▸ **Tarefas obrigatórias**
• 1. Liste todos os nomes de lugares geográficos que aparecem no trecho.
• 2. Imprima, sem alterações, a passagem do trecho que vai de "Rede Voltaire |" até "assassinou 12 pessoas.".

▸ **Trecho fornecido**
Thierry Meyssan
Enquanto muitos franceses reagem
ao atentado contra o Charlie Hebdo denunciando o islamismo e manifestando-se
nas ruas, Thierry Meyssan sublinha que a interpretação jiadista é
impossível. Embora ele tivesse todo o interesse em denunciar isto também como
uma operação da Al-Qaida, ou do Daesh, ele vislumbra uma outra hipótese,
muito mais perigosa.
Rede Voltaire | Damasco (Síria) |
9 de Janeiro de 2015
http://youtu.be/s_Sg9ZCFp5s
Nesta reportagem, a France 24
cortou o vídeo para que não se veja os atacantes executarem um policia caído
no solo.
A 7 de janeiro de 2015, em Paris,
um comando irrompeu nas instalações da Charlie Hebdo e assassinou 12 pessoas.
Outras 4 vítimas estão ainda em estado grave.
Nos vídeos ouve-se os atacantes
gritar «Alá Akbar!», já que eles «vingaram Maomé». Uma testemunha, a
desenhadora Coco, afirmou que eles se reclamavam da Al-Qaida. Não foi preciso
mais para que muitos franceses o denunciassem como um atentado islamita.
http://youtu.be/YqlvzkhdSZs(Ora,
esta hipótese é ilógica.)
A missão deste comando não tem
nenhuma ligação com a ideologia jiadista
Com efeito, membros ou
simpatizantes da Irmandade Muçulmana, da al-Qaida ou do Daesh (Exército
Islâmico- ndT) não se contentariam apenas em matar cartunistas ateus, eles
teriam primeiro destruído os arquivos do jornal à frente dos seus olhos,
seguindo o modelo do que fizeram em todas as suas actuações no Magrebe e no
Levante. Para os jiadistas, o primeiro dever é o de destruir os objectos que,
segundo eles, ofendem a Deus, e só depois punir os «inimigos de Deus».

▸ **Dados fornecidos**
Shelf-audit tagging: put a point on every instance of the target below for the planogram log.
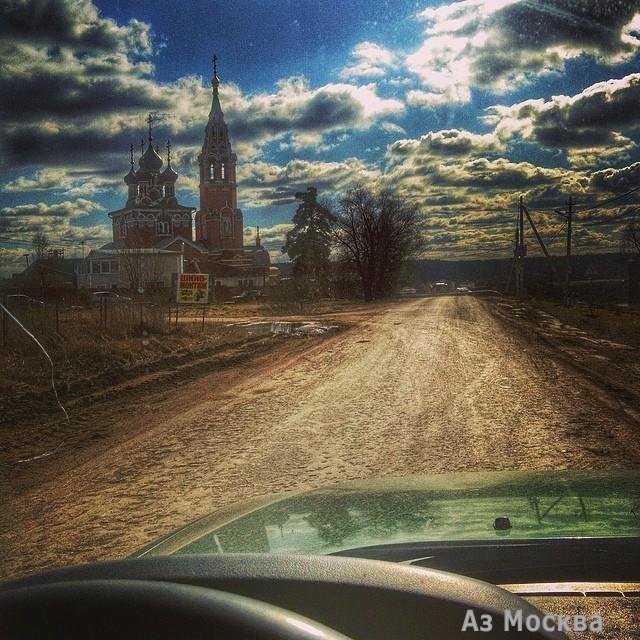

▸ **Respostas às tarefas**
• 1.
Damasco
Síria
Paris
Magrebe
Levante

• 2.
Rede Voltaire | Damasco (Síria) |
9 de Janeiro de 2015
http://youtu.be/s_Sg9ZCFp5s
Nesta reportagem, a France 24
cortou o vídeo para que não se veja os atacantes executarem um policia caído
no solo.
A 7 de janeiro de 2015, em Paris,
um comando irrompeu nas instalações da Charlie Hebdo e assassinou 12 pessoas.